Testo da leggere:
————

I media tradizionali e il mondo dell’informazione continuano ad interrogarsi su come contrastare le fake news. A far discutere è anche il tema delle post verità che vengono definite dall’Oxford Dictionary come circostanze nelle quali i fatti obiettivi sono meno influenti nell’ orientare la pubblica opinione rispetto agli appelli all’ emotività e alle convinzioni personali.
Le nostre convinzioni e le nostre idee non cambiano nemmeno se vengono smentite da prove certe e a confermarlo sono diverse ricerche. Il motore della post verità sono le fake news (notizie false). Le fake news danno vita a due diversi fenomeni, come segnalato su First Draft News, disinformazione ovvero la creazione e condivisione consapevole di informazioni che si sa essere false e la misinformazione ossia la condivisione involontaria di informazioni false.
I social network sono un mondo perfetto, in cui emerge la tendenza ad acquisire informazioni che aderiscono più al nostro sistema di convinzioni che alla verità sostanziale dei fatti. Grazie alle dinamiche della rete gli utenti si incontrano in luoghi definiti echo chamber; ambienti che, come scrive nel suo libro Walter Quattrociocchi, “diventano una specie di camera di risonanza per le proprie ansie, dove non c’ è confronto con chi la pensa diversamente, ma dove, anzi, si rinforzano vicendevolmente le proprie posizioni, possibilmente radicalizzandole”. Si attua così un processo psicologico noto da anni che è quello del pregiudizio di conferma, che definisce la tendenza a esporsi in modo selettivo a contenuti in linea col proprio sistema di credenze e stereotipi, cercando così la conferma dei nostri pregiudizi. Questi processi, purtroppo, si traducono in effetti reali e pericolosi sul mondo dell’ informazione.
Le mie ricerche confermano la gravità del pregiudizio di conferma e chi lavora nella comunicazione deve fare i conti con questo fenomeno.
Nelle ultime ore sono stati diffusi i risultati di un’analisi del comportamento di alcuni volontari sul motore di ricerca di Google durante due campagne americane. La ricerca è stata pubblicata sulla rivista Nature ed è stata condotta da Ronald Robertson.

————

Esercizi:
• 1. Trascrivi dal testo sulle fake news il passo compreso tra "I media tradizionali" e "alle convinzioni personali.", estremi inclusi.
• 2. Riscrivi per favore i record qui sotto sostituendo "wheel arch" con "side mirror", senza cambiare nient'altro.

Record di punti etichettati:
————

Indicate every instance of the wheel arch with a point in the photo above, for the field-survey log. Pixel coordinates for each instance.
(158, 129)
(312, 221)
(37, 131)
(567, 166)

————

Risposte attese:
• 1.
I media tradizionali e il mondo dell’informazione continuano ad interrogarsi su come contrastare le fake news. A far discutere è anche il tema delle post verità che vengono definite dall’Oxford Dictionary come circostanze nelle quali i fatti obiettivi sono meno influenti nell’ orientare la pubblica opinione rispetto agli appelli all’ emotività e alle convinzioni personali.

• 2.
Indicate every instance of the side mirror with a point in the photo above, for the field-survey log. Pixel coordinates for each instance.
(158, 129)
(312, 221)
(37, 131)
(567, 166)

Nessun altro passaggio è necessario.